* WORK ITEM
Every entry in the listing below has to be given again exactly.

* RECORDS FOR THE EXERCISE
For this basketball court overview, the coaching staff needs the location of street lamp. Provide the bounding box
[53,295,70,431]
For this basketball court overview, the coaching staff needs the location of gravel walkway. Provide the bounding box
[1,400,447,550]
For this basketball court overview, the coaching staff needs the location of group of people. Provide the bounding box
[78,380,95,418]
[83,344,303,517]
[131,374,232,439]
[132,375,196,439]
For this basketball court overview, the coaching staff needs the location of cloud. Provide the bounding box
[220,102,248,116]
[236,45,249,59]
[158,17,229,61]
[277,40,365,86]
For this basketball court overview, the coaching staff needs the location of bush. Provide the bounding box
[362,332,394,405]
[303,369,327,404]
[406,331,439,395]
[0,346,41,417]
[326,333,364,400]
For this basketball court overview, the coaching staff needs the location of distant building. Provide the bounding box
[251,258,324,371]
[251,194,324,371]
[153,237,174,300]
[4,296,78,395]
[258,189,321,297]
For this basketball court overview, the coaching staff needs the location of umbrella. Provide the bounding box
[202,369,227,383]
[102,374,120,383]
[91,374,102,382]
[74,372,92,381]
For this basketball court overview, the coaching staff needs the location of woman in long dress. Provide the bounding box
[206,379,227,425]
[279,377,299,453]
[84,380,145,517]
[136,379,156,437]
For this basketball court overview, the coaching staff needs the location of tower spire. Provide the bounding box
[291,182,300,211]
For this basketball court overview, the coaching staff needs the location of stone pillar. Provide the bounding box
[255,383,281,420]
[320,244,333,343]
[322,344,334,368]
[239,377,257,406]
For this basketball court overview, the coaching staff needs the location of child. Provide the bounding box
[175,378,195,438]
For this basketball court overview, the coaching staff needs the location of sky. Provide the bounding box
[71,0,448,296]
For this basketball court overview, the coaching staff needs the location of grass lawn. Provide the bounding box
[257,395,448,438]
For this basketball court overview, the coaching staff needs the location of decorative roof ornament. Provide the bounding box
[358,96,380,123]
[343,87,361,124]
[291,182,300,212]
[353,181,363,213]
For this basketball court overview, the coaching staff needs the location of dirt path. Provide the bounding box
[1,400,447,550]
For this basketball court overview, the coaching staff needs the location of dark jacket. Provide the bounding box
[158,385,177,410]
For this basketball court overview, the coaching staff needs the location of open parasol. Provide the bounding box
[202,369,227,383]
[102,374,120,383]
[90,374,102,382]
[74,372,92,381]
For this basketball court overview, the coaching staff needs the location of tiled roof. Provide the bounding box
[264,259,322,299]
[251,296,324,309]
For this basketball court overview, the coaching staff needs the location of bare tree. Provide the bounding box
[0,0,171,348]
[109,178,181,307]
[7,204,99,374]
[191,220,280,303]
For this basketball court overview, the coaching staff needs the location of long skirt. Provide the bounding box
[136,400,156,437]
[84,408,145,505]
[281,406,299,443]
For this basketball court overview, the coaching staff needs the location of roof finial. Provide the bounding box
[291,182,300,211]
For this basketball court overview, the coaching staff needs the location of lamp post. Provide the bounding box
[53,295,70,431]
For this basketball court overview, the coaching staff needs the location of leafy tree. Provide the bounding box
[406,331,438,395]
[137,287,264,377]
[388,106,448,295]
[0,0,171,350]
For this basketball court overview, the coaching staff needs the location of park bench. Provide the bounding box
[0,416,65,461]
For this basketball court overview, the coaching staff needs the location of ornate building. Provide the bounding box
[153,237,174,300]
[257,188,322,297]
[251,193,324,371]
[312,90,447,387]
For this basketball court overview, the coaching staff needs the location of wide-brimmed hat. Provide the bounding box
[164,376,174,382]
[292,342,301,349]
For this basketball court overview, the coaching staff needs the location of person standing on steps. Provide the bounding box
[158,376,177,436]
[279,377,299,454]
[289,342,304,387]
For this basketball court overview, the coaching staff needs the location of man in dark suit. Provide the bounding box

* ANSWER AREA
For this basketball court overview, the coaching staff needs the location of street lamp. Provide the bounding box
[53,295,70,431]
For this basketball court overview, the coaching staff needs the location of gravel walkway. Provide the bounding box
[1,400,447,550]
For this basketball court overview, the coaching staff needs the location of group of people. Provide the bounding box
[78,380,95,418]
[83,344,303,517]
[131,374,232,439]
[132,375,196,439]
For this basketball court overview, the coaching staff needs the location of cloud. Provide the bounding box
[220,102,248,116]
[236,45,249,59]
[158,17,229,61]
[277,40,365,86]
For this basketball court overview, the coaching staff needs the location of bush. Provide the bounding box
[362,332,394,405]
[303,369,327,404]
[406,331,439,395]
[0,346,41,417]
[326,333,364,400]
For this basketball court overview, the coaching staff needs the location of distant building. Provide the bounding box
[251,258,324,371]
[251,194,324,371]
[153,237,174,300]
[4,296,78,395]
[258,189,321,297]
For this basketball court overview, the coaching staff needs the location of umbrella. Provide the bounding box
[202,369,227,383]
[102,374,120,383]
[91,374,102,382]
[74,372,92,381]
For this basketball court overview, the coaching staff needs the location of woman in long dress. Provide the bounding box
[206,379,227,425]
[279,377,299,453]
[84,380,145,517]
[136,379,156,437]
For this basketball court overview, the coaching staff needs the location of tower spire. Provide the bounding box
[291,182,300,211]
For this basketball court overview, the coaching staff needs the location of stone pillar. Provide the bounding box
[255,383,281,420]
[320,244,333,343]
[322,344,334,368]
[239,377,257,406]
For this basketball court overview, the coaching staff needs the location of child. Provide the bounding box
[175,378,195,438]
For this basketball court overview, the coaching staff needs the location of sky. Provide the bounding box
[71,0,448,296]
For this basketball court overview, the coaching staff needs the location of grass lawn. Provide the bounding box
[257,395,448,438]
For this basketball court overview, the coaching staff needs the location of decorative roof ornament. Provide the bounding box
[358,96,380,123]
[343,87,361,124]
[291,182,300,212]
[353,181,363,213]
For this basketball court overview, the coaching staff needs the location of dirt path. Provide the bounding box
[1,400,447,550]
For this basketball court overview, the coaching staff needs the location of dark jacket. Provide the bounding box
[158,385,177,410]
For this basketball court overview, the coaching staff needs the location of open parasol. Provide the bounding box
[202,369,227,383]
[102,374,120,383]
[90,374,102,382]
[74,372,92,381]
For this basketball court overview, the coaching staff needs the location of tiled roof. Provide the bounding box
[264,259,322,299]
[251,296,324,309]
For this basketball court overview, the coaching staff needs the location of bare tree. Provide the bounding box
[0,0,171,348]
[109,178,181,307]
[7,204,99,374]
[191,220,280,303]
For this basketball court overview, the coaching staff needs the location of long skirt. Provide the bounding box
[136,400,156,437]
[84,408,145,505]
[281,406,299,443]
For this basketball court overview, the coaching staff needs the location of roof finial. Provide the bounding box
[291,182,300,211]
For this basketball court overview, the coaching staff needs the location of lamp post. Provide the bounding box
[53,295,70,431]
For this basketball court overview, the coaching staff needs the location of leafy tree. Provide the bounding box
[406,331,438,395]
[137,287,264,377]
[388,106,448,295]
[0,0,171,350]
For this basketball court overview, the coaching staff needs the location of park bench. Provide the bounding box
[0,416,65,461]
For this basketball court overview, the coaching staff needs the location of ornate building. Provide the bounding box
[153,237,174,300]
[257,188,322,297]
[251,193,324,371]
[312,90,447,387]
For this basketball court overview, the coaching staff needs the location of wide-brimmed hat. Provide the bounding box
[164,376,174,382]
[292,342,301,349]
For this basketball court overview, the coaching staff needs the location of person standing on steps. Provide the bounding box
[158,376,177,436]
[279,377,299,454]
[289,342,304,387]
For this basketball court overview, the coaching staff needs the location of man in dark suit. Provide the bounding box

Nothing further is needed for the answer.